===== 提示された本文
村富神社。相模原市中央区矢部の神社

猫の足あとによる神奈川県寺社案内

村富神社。上矢部新田村開発の寛文年間創建

村富神社の概要

村富神社は、相模原市中央区矢部にある神社です。村富神社は、江戸の商人相模屋助右衛門が当地周辺の上矢部新田村を開発するにあたり村の鎮守として寛文年間(1661-1672年)稲荷社として創建、明治6年に村社に列格したといいます。

村富神社
村富神社の概要
社号 村富神社
祭神 倉稲魂命
相殿 -
境内社 祖神社、竜神道祖神社
祭日 -
住所 相模原市中央区矢部2-7-15
備考 旧村社



村富神社の由緒

村富神社は、江戸の商人相模屋助右衛門が当地周辺の上矢部新田村を開発するにあたり村の鎮守として寛文年間(1661-1672年)稲荷社として創建、明治6年に村社に列格したといいます。

新編相模国風土記稿による村富神社の由緒

(上矢部新田村)稲荷社
村の鎮守とす、例祭七月二十四日、村持。(新編相模国風土記稿より)

「さがみはら風土記稿」による村富神社の由緒

村富神社は矢部の町中に建つ社殿も立派な神社です。参道にはサクラやケヤキが立ち並び、春秋には参拝者の目を楽しませています。
江戸初期まではこのあたりは人の手の入らない広大な入会地でした。
延宝年間(1673~81)、甲州出身の江戸商人相模屋助右衛門はここに宿場を伴う新田村を開こうと計画し、幕府の許可を得るとさっそく油屋・鍛冶屋・雑貨屋・木銭宿などを設けて開墾をはじめました。こうして開発されたのが「上矢部新田」(後の矢部新田)です。
==========
— 依頼内容 1 —
記録の中から文字列「leaf」を含む行をすべて集めて書き写すこと。大文字と小文字は区別する。
記録は本文の内容とは一切関係がない。
===== 対象の記録
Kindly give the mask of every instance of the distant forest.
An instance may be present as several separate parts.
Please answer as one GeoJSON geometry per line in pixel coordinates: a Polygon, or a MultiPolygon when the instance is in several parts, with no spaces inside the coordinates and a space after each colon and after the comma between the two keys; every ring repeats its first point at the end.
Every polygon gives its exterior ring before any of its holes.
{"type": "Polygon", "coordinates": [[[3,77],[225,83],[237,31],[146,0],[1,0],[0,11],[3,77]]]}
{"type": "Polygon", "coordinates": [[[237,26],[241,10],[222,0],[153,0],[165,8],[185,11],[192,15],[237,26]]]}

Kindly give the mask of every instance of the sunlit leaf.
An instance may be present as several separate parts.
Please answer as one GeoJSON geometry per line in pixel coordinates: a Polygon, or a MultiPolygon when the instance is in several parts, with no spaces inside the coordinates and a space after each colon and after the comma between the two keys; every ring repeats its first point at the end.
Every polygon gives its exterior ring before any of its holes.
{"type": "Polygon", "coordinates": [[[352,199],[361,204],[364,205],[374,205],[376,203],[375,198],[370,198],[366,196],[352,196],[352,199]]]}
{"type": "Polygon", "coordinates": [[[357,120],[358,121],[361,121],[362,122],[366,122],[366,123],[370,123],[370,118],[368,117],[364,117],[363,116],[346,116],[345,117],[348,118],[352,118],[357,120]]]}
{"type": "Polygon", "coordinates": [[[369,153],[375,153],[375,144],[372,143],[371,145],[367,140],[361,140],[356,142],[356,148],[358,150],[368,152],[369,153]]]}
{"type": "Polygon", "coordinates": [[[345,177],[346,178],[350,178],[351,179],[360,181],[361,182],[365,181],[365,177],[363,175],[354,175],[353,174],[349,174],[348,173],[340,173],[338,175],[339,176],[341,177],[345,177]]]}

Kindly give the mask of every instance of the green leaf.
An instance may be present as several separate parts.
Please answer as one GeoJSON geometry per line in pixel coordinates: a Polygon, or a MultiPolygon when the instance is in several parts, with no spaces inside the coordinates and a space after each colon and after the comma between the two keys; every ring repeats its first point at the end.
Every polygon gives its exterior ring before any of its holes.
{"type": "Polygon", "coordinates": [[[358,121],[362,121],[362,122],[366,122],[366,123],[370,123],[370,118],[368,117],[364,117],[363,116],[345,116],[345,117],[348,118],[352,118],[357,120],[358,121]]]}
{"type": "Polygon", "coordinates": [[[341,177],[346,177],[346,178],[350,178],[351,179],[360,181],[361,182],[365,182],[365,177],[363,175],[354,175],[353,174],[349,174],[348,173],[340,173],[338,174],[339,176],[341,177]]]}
==========
===== 対象の記録
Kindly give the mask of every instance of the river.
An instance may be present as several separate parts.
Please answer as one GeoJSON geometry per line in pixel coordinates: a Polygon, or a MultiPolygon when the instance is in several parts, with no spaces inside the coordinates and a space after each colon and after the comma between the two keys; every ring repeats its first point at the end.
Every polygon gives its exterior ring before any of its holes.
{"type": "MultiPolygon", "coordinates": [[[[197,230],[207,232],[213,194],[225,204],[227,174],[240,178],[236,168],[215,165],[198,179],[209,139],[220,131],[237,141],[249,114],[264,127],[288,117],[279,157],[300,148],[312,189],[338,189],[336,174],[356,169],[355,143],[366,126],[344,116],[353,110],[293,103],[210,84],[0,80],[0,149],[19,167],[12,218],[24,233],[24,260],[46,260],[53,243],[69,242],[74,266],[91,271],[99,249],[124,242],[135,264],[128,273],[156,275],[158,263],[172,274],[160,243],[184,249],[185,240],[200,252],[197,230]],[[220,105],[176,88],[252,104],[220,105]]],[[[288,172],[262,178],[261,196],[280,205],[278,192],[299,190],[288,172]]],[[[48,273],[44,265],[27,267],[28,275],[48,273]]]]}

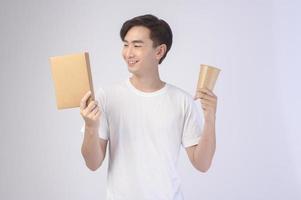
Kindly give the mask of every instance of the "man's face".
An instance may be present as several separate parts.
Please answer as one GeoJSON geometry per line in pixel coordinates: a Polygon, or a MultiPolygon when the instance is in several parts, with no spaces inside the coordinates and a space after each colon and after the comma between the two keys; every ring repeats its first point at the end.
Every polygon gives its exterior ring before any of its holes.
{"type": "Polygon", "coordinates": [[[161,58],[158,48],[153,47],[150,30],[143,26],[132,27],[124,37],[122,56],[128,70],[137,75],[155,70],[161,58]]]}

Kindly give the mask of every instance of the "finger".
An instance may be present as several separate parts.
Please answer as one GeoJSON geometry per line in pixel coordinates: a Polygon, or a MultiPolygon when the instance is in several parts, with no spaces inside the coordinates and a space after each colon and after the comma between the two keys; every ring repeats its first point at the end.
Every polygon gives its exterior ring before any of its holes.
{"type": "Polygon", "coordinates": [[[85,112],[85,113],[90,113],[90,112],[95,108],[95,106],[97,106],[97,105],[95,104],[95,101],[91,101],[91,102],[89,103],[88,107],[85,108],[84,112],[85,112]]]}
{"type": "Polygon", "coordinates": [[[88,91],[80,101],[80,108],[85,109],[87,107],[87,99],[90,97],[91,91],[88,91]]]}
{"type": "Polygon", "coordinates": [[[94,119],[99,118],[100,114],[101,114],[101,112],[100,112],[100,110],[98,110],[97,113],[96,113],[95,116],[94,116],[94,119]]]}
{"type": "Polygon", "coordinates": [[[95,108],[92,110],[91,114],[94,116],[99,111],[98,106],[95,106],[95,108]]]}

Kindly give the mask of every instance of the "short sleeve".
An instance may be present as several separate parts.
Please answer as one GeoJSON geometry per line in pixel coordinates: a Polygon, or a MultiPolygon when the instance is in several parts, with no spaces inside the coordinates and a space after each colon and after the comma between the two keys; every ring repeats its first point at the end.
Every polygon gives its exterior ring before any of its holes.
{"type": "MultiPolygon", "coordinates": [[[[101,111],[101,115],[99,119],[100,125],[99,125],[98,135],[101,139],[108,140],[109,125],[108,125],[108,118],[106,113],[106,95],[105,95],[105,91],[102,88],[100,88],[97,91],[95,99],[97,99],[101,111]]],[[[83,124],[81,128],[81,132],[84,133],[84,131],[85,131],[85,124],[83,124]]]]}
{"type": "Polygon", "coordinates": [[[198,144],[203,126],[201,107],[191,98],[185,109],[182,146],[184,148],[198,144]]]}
==========
===== 対象の記録
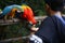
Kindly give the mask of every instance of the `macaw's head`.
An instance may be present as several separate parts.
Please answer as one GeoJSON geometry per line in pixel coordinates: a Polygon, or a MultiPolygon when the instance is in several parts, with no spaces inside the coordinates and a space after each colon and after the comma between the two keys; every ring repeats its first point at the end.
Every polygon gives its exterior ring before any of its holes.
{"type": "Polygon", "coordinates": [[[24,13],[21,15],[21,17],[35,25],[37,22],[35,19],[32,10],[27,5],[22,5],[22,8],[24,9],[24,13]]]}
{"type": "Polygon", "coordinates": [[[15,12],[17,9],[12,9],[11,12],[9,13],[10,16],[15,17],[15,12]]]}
==========
— 依頼内容 2 —
村富神社についての本文に照らし、次の(a)〜(c)がそれぞれ本文と合っているかを「はい」か「いいえ」で答え、判断の決め手となる本文の語句をそのまま引用して添えること。(a) 村富神社の祭神は倉稲魂命である。(b) 相模屋助右衛門は相模国出身の商人である。(c) 新編相模国風土記稿によれば、例祭は九月に行われる。

— 出力全文 1 —
Kindly give the mask of every instance of the sunlit leaf.
Kindly give the mask of every instance of the green leaf.

— 出力全文 2 —
(a) はい。「祭神 倉稲魂命」
(b) いいえ。「甲州出身の江戸商人相模屋助右衛門」
(c) いいえ。「例祭七月二十四日」